§ **Selected text**:
============
What States Have Legal Recreational Weed?

Whether it’s medical or recreational, since 2012, 10 states have allowed the legalization of recreational marijuana but that doesn’t mean the laws are the same in each state. Here’s a list of the states where marijuana legalization has taken place as well as a general summary of each state’s law.

  • Alaska. In 2014, recreational weed was legalized in Alaska. The law for marijuana is very similar to laws for alcohol. You have to be 21 or older and present your ID to buy it or have it in your possession, and you can only get it from a licensed dealer. Alaskans can also grow up to six plants at home with three flowering at any one time.
  • California. In 1996, California became the first state to legalize medical marijuana but it took until 2016 for recreational weed to find its way to the Golden State. Californians can carry up to one ounce of weed, up to eight ounces of concentrated cannabis, and as many as six plants at home.
  • Colorado. Colorado was one of the first states to legalize weed back in 2012. Different counties and municipalities are able to pass stricter laws if they prefer but state law permits adults to possess an ounce of marijuana and grow as many as six plants at home.
  • Maine. Recreational weed has been legal in Maine since 2016. Residents can have up to 2.5 ounces of marijuana total which can include up to five grams of concentrate. At home, they can have up to six flowering plants as well as 12 immature plants.
  • Massachusetts. Recreational pot became legal in Massachusetts in 2016 but is still prohibited on federal or public land. People can have up to 10 ounces at home but quantities over 1 ounce have to be locked up. They can also grow up to six plants at home.
============
Records taken from a collection

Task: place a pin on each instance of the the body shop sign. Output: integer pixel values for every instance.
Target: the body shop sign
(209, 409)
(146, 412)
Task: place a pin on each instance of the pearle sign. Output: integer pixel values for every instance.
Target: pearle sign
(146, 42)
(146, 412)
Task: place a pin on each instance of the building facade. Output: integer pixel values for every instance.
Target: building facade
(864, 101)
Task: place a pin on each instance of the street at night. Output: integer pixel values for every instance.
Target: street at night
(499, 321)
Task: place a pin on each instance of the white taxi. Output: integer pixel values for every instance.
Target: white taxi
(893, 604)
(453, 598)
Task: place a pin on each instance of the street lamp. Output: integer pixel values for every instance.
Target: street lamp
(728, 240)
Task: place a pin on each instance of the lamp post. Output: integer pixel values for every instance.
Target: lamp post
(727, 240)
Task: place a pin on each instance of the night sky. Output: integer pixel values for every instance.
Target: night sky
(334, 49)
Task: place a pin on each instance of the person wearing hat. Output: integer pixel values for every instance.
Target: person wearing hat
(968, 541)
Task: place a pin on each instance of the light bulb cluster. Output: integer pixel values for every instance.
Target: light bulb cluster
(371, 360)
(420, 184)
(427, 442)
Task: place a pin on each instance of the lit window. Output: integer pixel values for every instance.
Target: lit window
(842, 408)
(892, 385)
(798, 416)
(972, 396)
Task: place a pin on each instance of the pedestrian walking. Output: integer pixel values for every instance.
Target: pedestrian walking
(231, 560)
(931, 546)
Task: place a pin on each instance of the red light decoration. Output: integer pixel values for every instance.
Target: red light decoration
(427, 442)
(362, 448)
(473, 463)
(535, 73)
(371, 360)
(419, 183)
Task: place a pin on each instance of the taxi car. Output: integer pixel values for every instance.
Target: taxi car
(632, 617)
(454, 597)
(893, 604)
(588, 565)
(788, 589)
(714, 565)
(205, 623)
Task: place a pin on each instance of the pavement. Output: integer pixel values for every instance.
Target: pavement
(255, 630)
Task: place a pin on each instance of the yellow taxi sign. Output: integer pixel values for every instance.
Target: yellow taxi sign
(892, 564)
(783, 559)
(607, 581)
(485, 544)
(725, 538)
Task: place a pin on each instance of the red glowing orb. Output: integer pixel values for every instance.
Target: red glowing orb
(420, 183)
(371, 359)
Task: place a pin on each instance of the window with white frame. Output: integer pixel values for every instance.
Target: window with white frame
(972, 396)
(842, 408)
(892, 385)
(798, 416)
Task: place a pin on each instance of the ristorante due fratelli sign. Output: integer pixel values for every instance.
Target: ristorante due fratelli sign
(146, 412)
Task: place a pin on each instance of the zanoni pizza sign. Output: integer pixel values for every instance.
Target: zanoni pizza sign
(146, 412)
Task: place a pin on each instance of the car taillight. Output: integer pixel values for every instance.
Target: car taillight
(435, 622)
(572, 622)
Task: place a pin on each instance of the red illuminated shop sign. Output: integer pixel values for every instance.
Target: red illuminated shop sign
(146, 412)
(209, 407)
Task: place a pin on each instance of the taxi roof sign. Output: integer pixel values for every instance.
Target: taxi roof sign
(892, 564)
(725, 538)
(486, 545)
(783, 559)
============
§ **Task goal**: According to the text on state marijuana laws, how many flowering plants can Alaskans grow at home at any one time? These lines have no connection to the text on state marijuana laws.

§ **Response**: Three.